··· Text passage ···
Smart Marketing or Snake Oil? 5 Ways to Tell the Difference

Last week a construction company contacted me because they weren’t happy with their current marketing firm and were looking for an alternate vendor.

This would be a great phone call to receive except it was accompanied with a horror story of bad marketing. In this case, the company spent $20,000 for their new website. The site was not mobile optimized nor did it have the searchable database the company needed so their existing customers can search and find information on their accounts.

They were cheated. Seventy percent of Internet searches now happen on mobile devices. As a result, Google no longer recognizes non-mobile optimized websites as relevant and won’t list them in search results. Charging $20K for a website no one is going to find and doesn’t perform all the required actions is criminal. That website builder should be forced to chew tinfoil for a week.

Bad marketing can hurt your business’ reputation and affect your bottom line for a long time. This kind of thing happens because marketing is complicated, and the tools change almost daily. Business owners, rightfully, don’t know how to evaluate all these vendors’ claims.

These shady marketers are taking advantage of the small business owners’ lack of knowledge and experience in marketing to sell them something that often they don’t need. Here’s how you can fight back and kick a bad marketer’s butt. Use this checklist when you evaluate a marketing firm.

  1. How big is their tool box? If the firm only does websites or social media, or pay per click advertising (PPC), odds are when they talk with you, you’re going to need a new website, or a social media strategy, or a PPC plan. (What a coincidence!) They have one solution, and that’s the one they’ll tell you that you need.

  2. Talk with their current and former clients. Ask questions like, “Do they deliver on time?” “How is the communication between you and your account manager?” “Would you hire them again?” And here’s the important one: “How did they measure the impact of their solution on your business?”

  3. Get Real Numbers on Their Impact. Ask them for case studies. What did they accomplish for these companies? Did they increase their profits? Did they get more customers through the door? Did they achieve more website visits? Did the company’s phone ring more often as a result of the firm’s efforts?

  4. Look at their digital footprint. If it’s a website company, look at their site. Is it mobile optimized? Do all the links work? If it’s a social media company, look at their Facebook, LinkedIn, Instagram and Twitter pages. How many followers do they have? Look at the social media accounts of their clients. Are the updates relevant and frequent? How much interaction do they garner with their audiences? What impact has their social media strategy and execution had on their clients’ bottom line?

  5. Be Wary of Guarantees. When you get the ad from the Search Engine Optimization company that says “Guaranteed first page ranking!” run the other way. No one can guarantee this but Google. To fulfill their guarantee, you’ll be on the first page of search results for the name of your company, (which you should already be), or some obscure search term that no one actually looks for. Good SEO takes time and effort. It is not an overnight results endeavor, and the goal post is constantly shifting. Keyword prices fluctuate, competitors change strategies, and Google continually adjusts their search algorithms.
··· Data supplied ···
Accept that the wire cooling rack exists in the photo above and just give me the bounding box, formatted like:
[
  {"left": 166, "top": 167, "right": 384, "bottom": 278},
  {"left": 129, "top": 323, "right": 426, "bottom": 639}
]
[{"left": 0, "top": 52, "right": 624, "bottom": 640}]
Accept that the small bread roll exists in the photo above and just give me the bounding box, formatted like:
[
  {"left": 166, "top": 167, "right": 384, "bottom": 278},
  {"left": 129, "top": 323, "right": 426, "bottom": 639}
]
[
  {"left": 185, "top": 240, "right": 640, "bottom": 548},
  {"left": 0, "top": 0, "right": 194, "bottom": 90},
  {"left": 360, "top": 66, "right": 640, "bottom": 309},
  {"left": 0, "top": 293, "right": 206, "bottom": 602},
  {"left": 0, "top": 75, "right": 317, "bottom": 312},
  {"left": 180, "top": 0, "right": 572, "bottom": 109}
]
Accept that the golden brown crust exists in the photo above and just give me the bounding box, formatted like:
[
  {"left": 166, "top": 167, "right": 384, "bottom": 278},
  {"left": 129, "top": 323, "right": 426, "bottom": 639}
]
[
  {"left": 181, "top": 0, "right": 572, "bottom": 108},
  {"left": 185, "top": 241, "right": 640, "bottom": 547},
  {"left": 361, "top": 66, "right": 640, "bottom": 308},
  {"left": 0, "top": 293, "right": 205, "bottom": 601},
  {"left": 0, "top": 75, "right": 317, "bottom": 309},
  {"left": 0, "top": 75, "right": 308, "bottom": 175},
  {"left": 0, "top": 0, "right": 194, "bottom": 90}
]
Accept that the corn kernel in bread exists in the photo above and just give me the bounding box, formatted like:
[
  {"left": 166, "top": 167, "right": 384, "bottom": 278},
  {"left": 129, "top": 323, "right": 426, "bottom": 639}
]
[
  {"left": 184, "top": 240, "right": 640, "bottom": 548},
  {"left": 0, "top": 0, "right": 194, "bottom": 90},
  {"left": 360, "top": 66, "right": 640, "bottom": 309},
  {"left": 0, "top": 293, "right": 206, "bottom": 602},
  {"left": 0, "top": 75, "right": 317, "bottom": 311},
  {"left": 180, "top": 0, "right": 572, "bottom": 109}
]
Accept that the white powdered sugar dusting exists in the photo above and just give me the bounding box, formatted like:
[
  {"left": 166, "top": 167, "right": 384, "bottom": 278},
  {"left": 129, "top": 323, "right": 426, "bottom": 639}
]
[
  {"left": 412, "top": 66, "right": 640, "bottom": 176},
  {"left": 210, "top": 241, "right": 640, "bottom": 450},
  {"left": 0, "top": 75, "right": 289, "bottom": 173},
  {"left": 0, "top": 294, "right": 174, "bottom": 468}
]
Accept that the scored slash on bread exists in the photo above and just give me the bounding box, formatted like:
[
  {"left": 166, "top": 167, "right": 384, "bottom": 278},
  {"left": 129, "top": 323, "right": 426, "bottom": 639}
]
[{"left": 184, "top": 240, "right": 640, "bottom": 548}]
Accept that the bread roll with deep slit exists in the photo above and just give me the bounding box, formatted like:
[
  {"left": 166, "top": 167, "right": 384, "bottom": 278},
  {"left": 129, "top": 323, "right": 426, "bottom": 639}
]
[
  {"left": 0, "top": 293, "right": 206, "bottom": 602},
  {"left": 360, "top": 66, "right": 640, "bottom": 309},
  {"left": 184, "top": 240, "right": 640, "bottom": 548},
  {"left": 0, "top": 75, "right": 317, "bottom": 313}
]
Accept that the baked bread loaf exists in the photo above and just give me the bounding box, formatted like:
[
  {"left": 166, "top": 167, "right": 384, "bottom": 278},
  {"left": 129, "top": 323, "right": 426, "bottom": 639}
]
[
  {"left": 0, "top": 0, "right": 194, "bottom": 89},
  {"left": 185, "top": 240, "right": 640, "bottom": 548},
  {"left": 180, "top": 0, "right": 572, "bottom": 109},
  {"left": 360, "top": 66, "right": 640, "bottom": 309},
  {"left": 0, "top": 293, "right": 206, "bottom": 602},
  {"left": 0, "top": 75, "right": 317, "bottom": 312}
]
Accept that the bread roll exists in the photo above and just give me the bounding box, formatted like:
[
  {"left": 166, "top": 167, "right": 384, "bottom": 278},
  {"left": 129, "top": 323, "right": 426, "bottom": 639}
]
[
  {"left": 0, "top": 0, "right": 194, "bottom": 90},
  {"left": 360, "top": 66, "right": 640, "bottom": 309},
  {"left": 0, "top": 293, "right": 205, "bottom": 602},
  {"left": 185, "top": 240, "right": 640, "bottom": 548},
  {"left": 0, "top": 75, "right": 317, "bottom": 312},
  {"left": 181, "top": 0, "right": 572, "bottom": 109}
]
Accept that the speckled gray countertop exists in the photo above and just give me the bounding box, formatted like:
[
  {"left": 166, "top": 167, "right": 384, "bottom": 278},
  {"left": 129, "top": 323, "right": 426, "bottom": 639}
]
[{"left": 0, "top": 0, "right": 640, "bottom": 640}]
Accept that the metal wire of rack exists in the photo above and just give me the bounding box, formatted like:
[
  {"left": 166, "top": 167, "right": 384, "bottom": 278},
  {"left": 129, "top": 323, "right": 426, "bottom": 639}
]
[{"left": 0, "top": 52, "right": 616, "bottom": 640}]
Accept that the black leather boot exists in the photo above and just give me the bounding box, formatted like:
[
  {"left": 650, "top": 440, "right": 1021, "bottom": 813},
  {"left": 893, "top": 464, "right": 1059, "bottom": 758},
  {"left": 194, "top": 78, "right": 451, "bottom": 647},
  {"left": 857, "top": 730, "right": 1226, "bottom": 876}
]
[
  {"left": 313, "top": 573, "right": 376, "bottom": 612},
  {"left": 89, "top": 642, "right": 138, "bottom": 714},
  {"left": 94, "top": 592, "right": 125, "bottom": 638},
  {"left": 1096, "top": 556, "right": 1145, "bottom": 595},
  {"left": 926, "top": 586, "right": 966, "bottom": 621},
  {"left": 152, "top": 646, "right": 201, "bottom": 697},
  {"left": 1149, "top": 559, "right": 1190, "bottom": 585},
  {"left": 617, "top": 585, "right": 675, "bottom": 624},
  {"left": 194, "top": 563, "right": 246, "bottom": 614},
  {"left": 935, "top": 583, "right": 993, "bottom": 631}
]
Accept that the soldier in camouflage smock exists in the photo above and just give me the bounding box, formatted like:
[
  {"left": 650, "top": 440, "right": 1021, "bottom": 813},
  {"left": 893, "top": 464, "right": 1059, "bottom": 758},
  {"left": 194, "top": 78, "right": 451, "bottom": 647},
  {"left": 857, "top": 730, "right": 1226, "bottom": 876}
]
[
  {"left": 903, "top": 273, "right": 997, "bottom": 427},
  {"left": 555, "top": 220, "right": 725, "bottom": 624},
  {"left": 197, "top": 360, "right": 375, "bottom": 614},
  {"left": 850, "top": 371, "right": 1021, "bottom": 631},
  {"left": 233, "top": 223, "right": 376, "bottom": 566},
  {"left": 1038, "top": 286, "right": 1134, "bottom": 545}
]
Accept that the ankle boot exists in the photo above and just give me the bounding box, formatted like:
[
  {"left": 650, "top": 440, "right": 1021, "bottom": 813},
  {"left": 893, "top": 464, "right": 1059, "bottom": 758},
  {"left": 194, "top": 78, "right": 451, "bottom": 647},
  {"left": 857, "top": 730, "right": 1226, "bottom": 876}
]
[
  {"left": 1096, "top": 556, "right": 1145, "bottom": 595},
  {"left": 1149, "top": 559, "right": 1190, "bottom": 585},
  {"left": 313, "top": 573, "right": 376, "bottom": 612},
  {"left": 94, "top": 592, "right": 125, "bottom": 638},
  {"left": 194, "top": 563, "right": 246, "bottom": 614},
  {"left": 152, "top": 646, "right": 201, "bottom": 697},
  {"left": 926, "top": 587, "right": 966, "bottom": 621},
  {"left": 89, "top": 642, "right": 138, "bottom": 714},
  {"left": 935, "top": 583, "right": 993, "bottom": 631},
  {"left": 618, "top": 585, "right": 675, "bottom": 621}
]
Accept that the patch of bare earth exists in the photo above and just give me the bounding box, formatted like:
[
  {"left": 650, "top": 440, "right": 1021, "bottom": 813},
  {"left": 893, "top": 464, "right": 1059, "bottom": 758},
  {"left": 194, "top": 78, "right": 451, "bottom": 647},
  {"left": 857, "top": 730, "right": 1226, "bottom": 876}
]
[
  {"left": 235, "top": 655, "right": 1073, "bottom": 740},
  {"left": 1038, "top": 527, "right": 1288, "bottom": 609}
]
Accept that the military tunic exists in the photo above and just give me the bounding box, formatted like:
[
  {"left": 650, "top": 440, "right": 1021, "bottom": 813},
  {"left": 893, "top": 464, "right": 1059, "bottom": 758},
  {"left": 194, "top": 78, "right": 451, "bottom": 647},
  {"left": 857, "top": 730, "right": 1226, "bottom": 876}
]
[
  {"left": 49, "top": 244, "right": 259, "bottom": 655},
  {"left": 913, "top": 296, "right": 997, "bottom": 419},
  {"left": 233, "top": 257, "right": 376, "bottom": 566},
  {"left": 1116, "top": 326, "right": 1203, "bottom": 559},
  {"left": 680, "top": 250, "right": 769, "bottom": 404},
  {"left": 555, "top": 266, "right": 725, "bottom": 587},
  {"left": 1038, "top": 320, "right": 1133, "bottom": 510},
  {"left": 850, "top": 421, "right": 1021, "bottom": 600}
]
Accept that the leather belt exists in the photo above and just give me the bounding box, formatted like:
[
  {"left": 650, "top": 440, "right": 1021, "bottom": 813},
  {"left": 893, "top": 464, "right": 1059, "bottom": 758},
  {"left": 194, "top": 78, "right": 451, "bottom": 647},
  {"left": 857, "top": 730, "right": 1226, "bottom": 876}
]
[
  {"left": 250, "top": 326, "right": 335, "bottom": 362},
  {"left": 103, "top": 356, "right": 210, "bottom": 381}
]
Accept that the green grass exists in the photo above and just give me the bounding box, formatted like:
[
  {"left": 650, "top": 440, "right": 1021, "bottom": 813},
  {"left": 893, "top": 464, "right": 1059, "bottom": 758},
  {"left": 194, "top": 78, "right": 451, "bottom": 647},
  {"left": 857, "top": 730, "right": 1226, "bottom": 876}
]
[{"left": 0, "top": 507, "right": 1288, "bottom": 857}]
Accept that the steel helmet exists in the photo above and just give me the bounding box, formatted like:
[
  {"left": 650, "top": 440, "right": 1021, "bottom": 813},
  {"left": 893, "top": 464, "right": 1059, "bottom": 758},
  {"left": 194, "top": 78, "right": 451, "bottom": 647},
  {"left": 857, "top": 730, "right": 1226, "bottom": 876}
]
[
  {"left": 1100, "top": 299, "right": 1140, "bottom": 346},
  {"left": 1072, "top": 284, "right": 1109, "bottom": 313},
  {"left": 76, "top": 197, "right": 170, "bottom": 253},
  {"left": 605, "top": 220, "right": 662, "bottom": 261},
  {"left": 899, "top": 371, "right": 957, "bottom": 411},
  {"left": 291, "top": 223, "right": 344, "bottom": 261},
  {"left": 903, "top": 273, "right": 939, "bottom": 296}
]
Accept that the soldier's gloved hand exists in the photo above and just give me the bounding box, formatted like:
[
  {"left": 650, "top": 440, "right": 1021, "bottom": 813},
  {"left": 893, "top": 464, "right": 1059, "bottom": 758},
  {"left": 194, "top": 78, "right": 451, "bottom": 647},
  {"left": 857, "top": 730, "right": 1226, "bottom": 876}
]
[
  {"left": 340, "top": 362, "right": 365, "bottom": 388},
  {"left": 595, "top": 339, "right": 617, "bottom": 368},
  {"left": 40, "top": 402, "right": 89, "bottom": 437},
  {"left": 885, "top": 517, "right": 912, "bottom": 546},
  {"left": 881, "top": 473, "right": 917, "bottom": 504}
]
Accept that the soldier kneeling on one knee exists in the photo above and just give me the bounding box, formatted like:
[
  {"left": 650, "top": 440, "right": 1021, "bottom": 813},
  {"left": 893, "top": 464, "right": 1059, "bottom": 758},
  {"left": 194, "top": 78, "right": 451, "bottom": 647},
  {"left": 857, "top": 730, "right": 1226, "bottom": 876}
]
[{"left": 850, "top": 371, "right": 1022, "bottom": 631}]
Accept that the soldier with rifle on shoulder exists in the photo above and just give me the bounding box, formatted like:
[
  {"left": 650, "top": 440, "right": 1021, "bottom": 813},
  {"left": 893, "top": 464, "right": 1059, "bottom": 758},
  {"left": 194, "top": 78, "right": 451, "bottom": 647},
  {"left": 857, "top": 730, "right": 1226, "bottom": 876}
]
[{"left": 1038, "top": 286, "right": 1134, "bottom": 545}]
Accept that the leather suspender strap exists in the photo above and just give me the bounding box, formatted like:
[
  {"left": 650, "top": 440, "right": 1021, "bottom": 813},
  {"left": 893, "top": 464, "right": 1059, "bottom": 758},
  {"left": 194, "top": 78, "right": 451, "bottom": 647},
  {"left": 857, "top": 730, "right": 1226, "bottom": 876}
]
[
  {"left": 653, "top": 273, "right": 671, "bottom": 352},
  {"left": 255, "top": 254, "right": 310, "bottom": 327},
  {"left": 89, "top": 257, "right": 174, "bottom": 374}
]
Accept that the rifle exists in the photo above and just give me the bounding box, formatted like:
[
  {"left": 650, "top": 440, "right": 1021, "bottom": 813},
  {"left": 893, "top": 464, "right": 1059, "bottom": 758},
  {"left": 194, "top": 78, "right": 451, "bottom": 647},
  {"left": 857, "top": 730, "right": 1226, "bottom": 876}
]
···
_List of tasks_
a) According to the marketing article, how much did the construction company spend on its new website?
b) Translate this sentence from the marketing article into Spanish: "Good SEO takes time and effort."

_Task-by-task results_
a) $20,000.

b) Un buen SEO requiere tiempo y esfuerzo.